## [TEXT PROVIDED]
╭──
When we added @processing-role to DITA in 1.2 we created a distinction
between "normal" and "resource-only" topicrefs. However, we never fully
defined what "normal" really means or what the result of processing the
normal-role topicrefs produces in terms of DITA's implicit or explicit
abstract model. (There is an abstract DITA model--the question is the degree
to which we've defined in clearly and explicitly and the degree to which we,
the TC, agree on what that model is. Until we make the model fully explicit
there is no way to come to agreement on what it is. We had to do some of
that in order to define and explain key references, but we didn't do it more

In my efforts to explain DITA I've found the need to talk about the
"navigation tree" as the abstract thing a map ultimately describes and from
which renditions are produced.

I think it would be useful in DITA 1.3 to codify the concept of navigation
tree and define it as formally as we can. In particular, it is useful, if
not necessary, to be able to talk about the resource-only aspect of the map
for processing purposes as distinct from the non-resource-only part of the
map. But we don't currently have a well-recognized name for the
non-resource-only part of the map, because until DITA 1.2, it was just "the

What I mean by "navigation tree" is:

The effective tree of topicrefs rooted at the root map consisting of all
normal-processing-role topicrefs contributed by all submaps or otherwise
included into the navigation tree (e.g., through the use of topicsetref,
anchors, and etc.) following all key space construction, content reference
processing, filtering, @chunk and copy-to processing, and metadata
propagation down the map hierarchy.
╰──
## [DATASET RECORDS]
╭──
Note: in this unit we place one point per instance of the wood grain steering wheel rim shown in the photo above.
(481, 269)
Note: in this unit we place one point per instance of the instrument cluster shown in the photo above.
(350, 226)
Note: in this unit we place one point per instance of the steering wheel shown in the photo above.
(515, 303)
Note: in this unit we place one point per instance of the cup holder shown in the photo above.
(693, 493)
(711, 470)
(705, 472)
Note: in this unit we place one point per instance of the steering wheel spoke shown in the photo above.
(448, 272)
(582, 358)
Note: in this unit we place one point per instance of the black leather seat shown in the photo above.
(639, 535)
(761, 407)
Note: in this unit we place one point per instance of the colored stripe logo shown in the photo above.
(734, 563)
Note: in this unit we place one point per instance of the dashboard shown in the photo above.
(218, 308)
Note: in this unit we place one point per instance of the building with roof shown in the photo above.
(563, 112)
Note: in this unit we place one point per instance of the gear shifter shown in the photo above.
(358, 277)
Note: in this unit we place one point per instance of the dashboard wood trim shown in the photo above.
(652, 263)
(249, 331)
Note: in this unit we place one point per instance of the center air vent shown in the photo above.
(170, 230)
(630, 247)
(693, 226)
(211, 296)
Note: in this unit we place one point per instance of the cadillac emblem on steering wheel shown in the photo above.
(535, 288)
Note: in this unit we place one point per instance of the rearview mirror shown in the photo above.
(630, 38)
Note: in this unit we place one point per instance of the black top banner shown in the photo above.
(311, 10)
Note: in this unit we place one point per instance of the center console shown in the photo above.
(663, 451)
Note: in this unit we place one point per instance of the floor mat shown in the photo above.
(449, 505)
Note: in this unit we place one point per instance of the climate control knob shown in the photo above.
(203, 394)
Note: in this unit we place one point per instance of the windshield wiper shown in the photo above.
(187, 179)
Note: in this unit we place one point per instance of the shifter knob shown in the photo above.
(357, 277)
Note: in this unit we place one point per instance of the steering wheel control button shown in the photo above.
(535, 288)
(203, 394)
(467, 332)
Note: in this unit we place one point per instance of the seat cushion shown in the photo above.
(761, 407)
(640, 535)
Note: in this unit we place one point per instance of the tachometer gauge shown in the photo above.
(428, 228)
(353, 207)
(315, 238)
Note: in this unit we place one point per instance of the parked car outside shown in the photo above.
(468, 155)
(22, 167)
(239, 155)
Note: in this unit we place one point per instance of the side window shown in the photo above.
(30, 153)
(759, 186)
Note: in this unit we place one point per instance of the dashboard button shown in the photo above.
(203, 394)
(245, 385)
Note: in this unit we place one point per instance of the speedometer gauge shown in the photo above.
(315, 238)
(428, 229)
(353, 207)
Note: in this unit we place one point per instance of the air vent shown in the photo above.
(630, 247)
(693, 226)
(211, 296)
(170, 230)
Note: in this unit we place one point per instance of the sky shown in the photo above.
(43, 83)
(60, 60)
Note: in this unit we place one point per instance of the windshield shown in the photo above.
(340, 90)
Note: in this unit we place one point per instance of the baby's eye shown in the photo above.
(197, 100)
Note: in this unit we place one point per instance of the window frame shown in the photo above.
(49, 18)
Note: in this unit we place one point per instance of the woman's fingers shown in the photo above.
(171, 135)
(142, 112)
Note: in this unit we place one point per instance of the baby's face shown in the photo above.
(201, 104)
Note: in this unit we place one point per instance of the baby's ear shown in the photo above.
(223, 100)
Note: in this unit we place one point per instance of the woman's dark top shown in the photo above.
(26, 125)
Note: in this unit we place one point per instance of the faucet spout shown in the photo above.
╰──
## [EXERCISES TO COMPLETE]
A) According to the text on navigation trees in DITA, which version of DITA added @processing-role?
B) Summarize the text on navigation trees in DITA in two sentences.
C) Reproduce word for word the part of the text on navigation trees in DITA between "What I mean" and "the map hierarchy.", inclusive.
Answer using only the text on navigation trees in DITA.

## [REPLIES]
A) DITA 1.2.

B) Adding @processing-role in DITA 1.2 created a distinction between "normal" and "resource-only" topicrefs, but what "normal" means was never fully defined. The writer proposes that DITA 1.3 formally define the "navigation tree," meaning the effective tree of normal-processing-role topicrefs rooted at the root map after all key space construction, content reference processing, filtering, @chunk and copy-to processing, and metadata propagation.

C)
What I mean by "navigation tree" is:

The effective tree of topicrefs rooted at the root map consisting of all
normal-processing-role topicrefs contributed by all submaps or otherwise
included into the navigation tree (e.g., through the use of topicsetref,
anchors, and etc.) following all key space construction, content reference
processing, filtering, @chunk and copy-to processing, and metadata
propagation down the map hierarchy.